Each line below is to be written out in full, exactly as shown.

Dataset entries

※ ※ ※

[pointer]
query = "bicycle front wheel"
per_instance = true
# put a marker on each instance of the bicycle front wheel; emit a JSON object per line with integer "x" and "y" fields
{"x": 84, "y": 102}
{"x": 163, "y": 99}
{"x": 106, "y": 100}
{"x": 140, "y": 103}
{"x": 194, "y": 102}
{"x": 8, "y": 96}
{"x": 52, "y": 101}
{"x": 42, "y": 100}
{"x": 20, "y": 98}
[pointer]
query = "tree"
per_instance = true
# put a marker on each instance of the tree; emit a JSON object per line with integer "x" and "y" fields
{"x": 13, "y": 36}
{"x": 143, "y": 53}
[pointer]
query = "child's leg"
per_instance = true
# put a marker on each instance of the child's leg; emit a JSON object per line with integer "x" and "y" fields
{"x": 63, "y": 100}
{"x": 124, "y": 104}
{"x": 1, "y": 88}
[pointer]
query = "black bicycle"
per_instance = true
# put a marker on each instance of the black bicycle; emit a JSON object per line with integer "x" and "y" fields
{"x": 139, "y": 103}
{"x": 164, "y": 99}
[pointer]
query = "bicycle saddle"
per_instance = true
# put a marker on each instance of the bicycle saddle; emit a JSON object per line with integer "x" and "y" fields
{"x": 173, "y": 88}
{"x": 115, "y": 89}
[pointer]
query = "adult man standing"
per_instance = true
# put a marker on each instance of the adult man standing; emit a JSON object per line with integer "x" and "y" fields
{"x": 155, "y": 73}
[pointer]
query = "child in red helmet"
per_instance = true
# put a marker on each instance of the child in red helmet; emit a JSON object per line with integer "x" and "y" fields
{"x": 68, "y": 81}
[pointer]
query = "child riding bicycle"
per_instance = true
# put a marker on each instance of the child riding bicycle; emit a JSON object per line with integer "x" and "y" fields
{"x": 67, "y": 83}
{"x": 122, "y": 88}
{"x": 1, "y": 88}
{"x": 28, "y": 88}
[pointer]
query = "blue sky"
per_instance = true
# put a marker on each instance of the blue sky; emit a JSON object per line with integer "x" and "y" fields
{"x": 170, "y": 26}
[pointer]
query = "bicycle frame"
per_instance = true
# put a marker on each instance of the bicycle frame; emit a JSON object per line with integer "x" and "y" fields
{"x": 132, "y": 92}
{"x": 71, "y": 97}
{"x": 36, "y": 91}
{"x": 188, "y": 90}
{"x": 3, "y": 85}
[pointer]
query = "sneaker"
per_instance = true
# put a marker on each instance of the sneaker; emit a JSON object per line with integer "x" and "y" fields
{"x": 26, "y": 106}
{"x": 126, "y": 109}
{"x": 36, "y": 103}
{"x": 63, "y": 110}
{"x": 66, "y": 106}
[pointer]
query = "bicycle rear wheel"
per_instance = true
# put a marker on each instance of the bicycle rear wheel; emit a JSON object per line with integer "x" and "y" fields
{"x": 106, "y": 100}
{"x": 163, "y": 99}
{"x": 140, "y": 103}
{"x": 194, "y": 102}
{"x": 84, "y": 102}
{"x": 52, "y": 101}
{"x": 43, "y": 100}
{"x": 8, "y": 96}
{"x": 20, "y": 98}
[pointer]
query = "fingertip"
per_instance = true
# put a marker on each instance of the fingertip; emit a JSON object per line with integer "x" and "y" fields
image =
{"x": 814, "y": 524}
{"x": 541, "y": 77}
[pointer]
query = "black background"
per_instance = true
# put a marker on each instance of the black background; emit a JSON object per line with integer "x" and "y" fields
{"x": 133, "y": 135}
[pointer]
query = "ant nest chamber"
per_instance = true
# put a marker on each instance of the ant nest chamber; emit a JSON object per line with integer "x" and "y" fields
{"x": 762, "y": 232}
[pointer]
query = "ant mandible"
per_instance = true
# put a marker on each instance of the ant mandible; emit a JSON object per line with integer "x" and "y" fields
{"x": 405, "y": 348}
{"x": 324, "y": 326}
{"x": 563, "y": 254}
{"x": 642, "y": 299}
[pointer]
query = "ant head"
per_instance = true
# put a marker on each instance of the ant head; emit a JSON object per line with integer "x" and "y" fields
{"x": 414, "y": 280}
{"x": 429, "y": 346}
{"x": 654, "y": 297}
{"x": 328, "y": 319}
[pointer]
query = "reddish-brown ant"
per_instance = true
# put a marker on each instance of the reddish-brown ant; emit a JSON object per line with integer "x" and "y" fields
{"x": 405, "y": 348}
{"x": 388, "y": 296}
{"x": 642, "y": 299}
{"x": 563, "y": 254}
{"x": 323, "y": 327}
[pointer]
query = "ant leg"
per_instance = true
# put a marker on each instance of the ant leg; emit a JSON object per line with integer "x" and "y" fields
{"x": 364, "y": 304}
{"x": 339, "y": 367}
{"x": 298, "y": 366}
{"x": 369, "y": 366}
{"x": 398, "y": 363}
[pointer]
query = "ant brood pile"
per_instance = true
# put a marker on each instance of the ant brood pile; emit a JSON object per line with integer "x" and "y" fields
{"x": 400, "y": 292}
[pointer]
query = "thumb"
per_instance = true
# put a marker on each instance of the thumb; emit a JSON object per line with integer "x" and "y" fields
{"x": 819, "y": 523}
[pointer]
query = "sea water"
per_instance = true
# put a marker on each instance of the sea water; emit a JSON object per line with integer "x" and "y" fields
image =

※ ※ ※

(Task solution):
[pointer]
query = "bicycle front wheel"
per_instance = true
# put a marker on each instance of the bicycle front wheel; emit a JSON object per line with integer "x" and "y" fields
{"x": 84, "y": 102}
{"x": 163, "y": 99}
{"x": 106, "y": 100}
{"x": 140, "y": 103}
{"x": 194, "y": 102}
{"x": 8, "y": 96}
{"x": 52, "y": 101}
{"x": 42, "y": 100}
{"x": 20, "y": 98}
[pointer]
query = "tree"
per_instance = true
# put a marker on each instance of the tree; emit a JSON object per line with integer "x" and "y" fields
{"x": 13, "y": 36}
{"x": 143, "y": 53}
[pointer]
query = "child's leg"
per_instance = true
# put a marker on each instance of the child's leg; emit a JSON object per line with integer "x" and "y" fields
{"x": 63, "y": 100}
{"x": 124, "y": 104}
{"x": 1, "y": 88}
[pointer]
query = "black bicycle"
per_instance = true
# put a marker on each instance of the black bicycle; emit a JSON object per line with integer "x" and "y" fields
{"x": 139, "y": 103}
{"x": 164, "y": 99}
[pointer]
query = "bicycle saddle"
per_instance = true
# put a marker on each instance of the bicycle saddle; emit a JSON object per line with integer "x" and "y" fields
{"x": 173, "y": 88}
{"x": 115, "y": 89}
[pointer]
query = "adult man standing"
per_instance = true
# put a marker on each instance of the adult man standing; emit a JSON object per line with integer "x" and "y" fields
{"x": 155, "y": 73}
[pointer]
query = "child in red helmet"
per_instance = true
# put a marker on each instance of the child in red helmet; emit a JSON object per line with integer "x" and "y" fields
{"x": 68, "y": 81}
[pointer]
query = "child riding bicycle"
per_instance = true
# put a marker on each instance of the child riding bicycle; emit a JSON object per line with integer "x" and "y" fields
{"x": 67, "y": 83}
{"x": 122, "y": 88}
{"x": 1, "y": 88}
{"x": 28, "y": 88}
[pointer]
query = "blue sky"
per_instance = true
# put a marker on each instance of the blue sky; emit a JSON object per line with integer "x" and "y" fields
{"x": 170, "y": 26}
[pointer]
query = "bicycle frame"
per_instance = true
# put a marker on each instance of the bicycle frame; emit a JSON object per line with integer "x" and "y" fields
{"x": 132, "y": 92}
{"x": 71, "y": 97}
{"x": 36, "y": 91}
{"x": 188, "y": 90}
{"x": 3, "y": 85}
[pointer]
query = "sneaker"
per_instance = true
# put a marker on each instance of the sneaker; emit a JSON object per line with integer "x" and "y" fields
{"x": 26, "y": 106}
{"x": 126, "y": 109}
{"x": 36, "y": 103}
{"x": 63, "y": 110}
{"x": 66, "y": 106}
[pointer]
query = "bicycle rear wheel"
per_instance = true
# put a marker on each instance of the bicycle rear wheel; emit a JSON object per line with integer "x" and "y" fields
{"x": 106, "y": 100}
{"x": 163, "y": 99}
{"x": 140, "y": 103}
{"x": 194, "y": 102}
{"x": 84, "y": 102}
{"x": 52, "y": 101}
{"x": 43, "y": 100}
{"x": 8, "y": 96}
{"x": 20, "y": 98}
[pointer]
query = "fingertip"
per_instance = true
# put a marker on each instance of the fingertip; emit a JSON object per line with integer "x" and "y" fields
image =
{"x": 814, "y": 524}
{"x": 541, "y": 77}
[pointer]
query = "black background"
per_instance = true
# put a marker on each instance of the black background; emit a JSON object per line with integer "x" and "y" fields
{"x": 133, "y": 135}
[pointer]
query = "ant nest chamber"
per_instance = true
# put a marker on each instance of the ant nest chamber; emit a JSON object per line with integer "x" and "y" fields
{"x": 762, "y": 232}
[pointer]
query = "ant mandible"
per_instance = true
# put a marker on each instance of the ant mandible; emit a JSON object per line with integer "x" and "y" fields
{"x": 405, "y": 348}
{"x": 324, "y": 326}
{"x": 563, "y": 254}
{"x": 642, "y": 299}
[pointer]
query = "ant head"
per_instance = true
# put a marker on each instance of the ant head; emit a JSON object per line with integer "x" and "y" fields
{"x": 414, "y": 280}
{"x": 429, "y": 346}
{"x": 654, "y": 297}
{"x": 328, "y": 319}
[pointer]
query = "reddish-brown ant"
per_instance = true
# put a marker on each instance of the reddish-brown ant; emit a JSON object per line with integer "x" and "y" fields
{"x": 405, "y": 348}
{"x": 388, "y": 296}
{"x": 642, "y": 299}
{"x": 563, "y": 254}
{"x": 323, "y": 327}
[pointer]
query = "ant leg"
per_instance = true
# put a marker on each instance of the ant leg; emit a JSON object per line with integer "x" and "y" fields
{"x": 364, "y": 304}
{"x": 339, "y": 367}
{"x": 298, "y": 366}
{"x": 369, "y": 366}
{"x": 398, "y": 363}
[pointer]
query = "ant brood pile"
per_instance = true
# put a marker on each instance of the ant brood pile; emit a JSON object per line with integer "x" and "y" fields
{"x": 400, "y": 292}
[pointer]
query = "thumb"
per_instance = true
# put a marker on each instance of the thumb; emit a JSON object per line with integer "x" and "y" fields
{"x": 819, "y": 523}
[pointer]
query = "sea water"
per_instance = true
# put a marker on each instance of the sea water; emit a JSON object per line with integer "x" and "y" fields
image =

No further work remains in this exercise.